STATED EXERCISE:
Output the material below word for word, leaving out the pictures.

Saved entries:
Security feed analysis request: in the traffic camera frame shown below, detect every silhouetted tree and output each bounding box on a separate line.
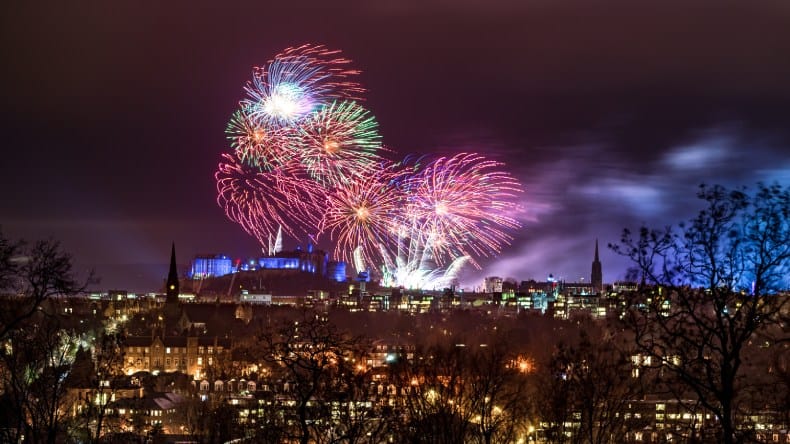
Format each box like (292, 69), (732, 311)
(259, 311), (366, 444)
(611, 184), (790, 444)
(0, 232), (92, 341)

COMPLETE OUTPUT:
Security feed analysis request: in the traffic camera frame shown below, detect every silhouetted tree and output each bounding box on a separate line.
Format each box like (292, 69), (732, 311)
(259, 311), (366, 444)
(611, 184), (790, 444)
(0, 232), (92, 341)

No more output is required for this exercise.